------ PROVIDED DATA

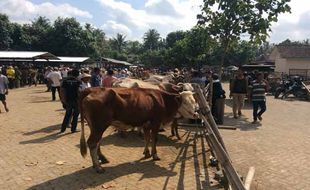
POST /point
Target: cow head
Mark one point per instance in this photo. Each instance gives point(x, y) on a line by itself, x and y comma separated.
point(188, 106)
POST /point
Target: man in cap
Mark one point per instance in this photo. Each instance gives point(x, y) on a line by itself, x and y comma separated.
point(4, 90)
point(54, 78)
point(69, 96)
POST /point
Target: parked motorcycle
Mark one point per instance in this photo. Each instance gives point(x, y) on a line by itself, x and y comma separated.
point(292, 86)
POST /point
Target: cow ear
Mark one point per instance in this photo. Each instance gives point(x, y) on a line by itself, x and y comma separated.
point(177, 88)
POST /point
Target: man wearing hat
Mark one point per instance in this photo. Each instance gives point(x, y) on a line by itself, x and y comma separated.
point(10, 72)
point(4, 90)
point(69, 96)
point(54, 78)
point(85, 78)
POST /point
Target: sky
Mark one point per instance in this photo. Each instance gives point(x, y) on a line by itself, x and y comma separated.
point(134, 17)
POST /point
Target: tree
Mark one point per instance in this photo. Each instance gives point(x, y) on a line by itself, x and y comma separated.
point(39, 32)
point(173, 37)
point(234, 18)
point(5, 30)
point(68, 38)
point(151, 40)
point(119, 42)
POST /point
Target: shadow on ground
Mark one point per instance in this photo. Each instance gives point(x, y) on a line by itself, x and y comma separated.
point(247, 105)
point(48, 129)
point(47, 138)
point(88, 178)
point(132, 139)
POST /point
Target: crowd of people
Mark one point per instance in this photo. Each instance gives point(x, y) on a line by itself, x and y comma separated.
point(67, 82)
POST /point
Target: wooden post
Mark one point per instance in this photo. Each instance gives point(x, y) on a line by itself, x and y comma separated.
point(205, 108)
point(216, 142)
point(249, 178)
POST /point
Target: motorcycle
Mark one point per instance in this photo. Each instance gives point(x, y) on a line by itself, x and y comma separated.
point(292, 86)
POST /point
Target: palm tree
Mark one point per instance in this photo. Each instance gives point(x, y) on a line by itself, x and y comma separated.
point(151, 39)
point(119, 42)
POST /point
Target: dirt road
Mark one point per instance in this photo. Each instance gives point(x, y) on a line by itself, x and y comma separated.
point(35, 156)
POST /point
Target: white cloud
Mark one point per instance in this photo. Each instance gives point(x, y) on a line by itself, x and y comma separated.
point(24, 10)
point(112, 28)
point(161, 7)
point(294, 26)
point(177, 15)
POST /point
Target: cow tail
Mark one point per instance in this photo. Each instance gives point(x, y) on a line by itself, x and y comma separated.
point(83, 146)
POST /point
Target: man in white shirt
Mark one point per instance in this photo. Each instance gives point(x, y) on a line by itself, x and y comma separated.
point(64, 72)
point(4, 90)
point(55, 78)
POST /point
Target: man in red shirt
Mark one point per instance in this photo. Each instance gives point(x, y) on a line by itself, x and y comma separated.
point(109, 79)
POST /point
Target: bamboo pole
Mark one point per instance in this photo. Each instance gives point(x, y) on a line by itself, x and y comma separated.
point(249, 178)
point(216, 142)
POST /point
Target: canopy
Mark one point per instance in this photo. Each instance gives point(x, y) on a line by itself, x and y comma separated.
point(114, 61)
point(68, 60)
point(26, 55)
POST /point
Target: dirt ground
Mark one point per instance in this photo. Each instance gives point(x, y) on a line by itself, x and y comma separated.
point(35, 156)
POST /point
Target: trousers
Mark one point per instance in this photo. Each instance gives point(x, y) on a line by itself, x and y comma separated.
point(256, 106)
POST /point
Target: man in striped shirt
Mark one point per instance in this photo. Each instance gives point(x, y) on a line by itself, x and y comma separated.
point(259, 89)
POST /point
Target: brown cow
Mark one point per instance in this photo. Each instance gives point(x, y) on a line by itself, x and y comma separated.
point(147, 108)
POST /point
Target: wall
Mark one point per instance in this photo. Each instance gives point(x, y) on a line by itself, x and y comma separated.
point(281, 66)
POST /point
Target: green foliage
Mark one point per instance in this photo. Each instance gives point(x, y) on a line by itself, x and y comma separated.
point(227, 20)
point(151, 40)
point(199, 46)
point(118, 43)
point(5, 30)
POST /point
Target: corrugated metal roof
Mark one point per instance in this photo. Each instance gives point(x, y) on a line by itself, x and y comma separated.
point(27, 55)
point(294, 51)
point(117, 61)
point(68, 60)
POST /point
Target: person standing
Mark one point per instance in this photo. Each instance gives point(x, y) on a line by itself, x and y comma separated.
point(95, 80)
point(46, 80)
point(55, 78)
point(218, 100)
point(109, 79)
point(85, 78)
point(10, 72)
point(238, 90)
point(69, 96)
point(259, 88)
point(4, 90)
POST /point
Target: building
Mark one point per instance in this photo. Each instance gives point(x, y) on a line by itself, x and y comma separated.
point(292, 59)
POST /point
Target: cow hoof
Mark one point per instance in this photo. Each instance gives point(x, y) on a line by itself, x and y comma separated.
point(99, 170)
point(147, 155)
point(104, 161)
point(155, 157)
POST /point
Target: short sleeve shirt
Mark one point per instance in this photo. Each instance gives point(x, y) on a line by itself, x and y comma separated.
point(3, 83)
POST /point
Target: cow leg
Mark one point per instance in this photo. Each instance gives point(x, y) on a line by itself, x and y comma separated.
point(154, 133)
point(174, 129)
point(101, 157)
point(93, 143)
point(147, 138)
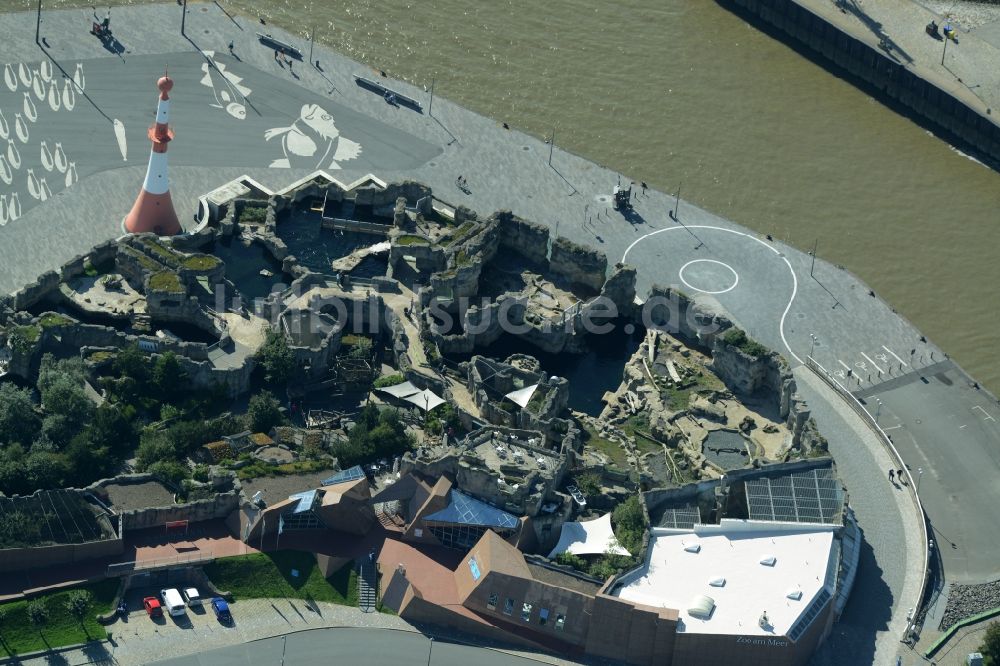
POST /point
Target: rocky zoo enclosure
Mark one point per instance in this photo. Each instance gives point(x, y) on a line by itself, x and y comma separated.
point(335, 329)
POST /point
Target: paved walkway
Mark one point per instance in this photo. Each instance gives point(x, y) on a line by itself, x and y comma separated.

------------

#### AIM OF THE TASK
Your answer should consist only of the lines above between the line holding "Target: motorcycle" and the line holding "Target: man in white shirt", inclusive, each transcribed exactly.

#### TASK SOLUTION
Target: motorcycle
Mark one point per instance in this photo. Each instance gives point(x, y) on a line by itself, x and y comma separated.
point(292, 86)
POST /point
Target: palm tree
Mark one point per instance in this photo. Each instance gives point(x, y) on a line by itself, x and y comma separated.
point(151, 39)
point(119, 42)
POST /point
Target: dirt road
Mark one point per instance in this photo. Each instance gives point(x, y) on a line by itself, x and y comma separated.
point(35, 156)
POST /point
Target: white cloud
Mark one point per instance in this photo. Each instance gives point(x, y) on a line by itself, x and y comma separated.
point(24, 10)
point(112, 28)
point(161, 7)
point(294, 26)
point(177, 15)
POST /point
Target: cow tail
Mark one point per instance in this photo. Each instance gives point(x, y) on a line by itself, x and y comma separated.
point(83, 146)
POST /point
Target: man in white shirt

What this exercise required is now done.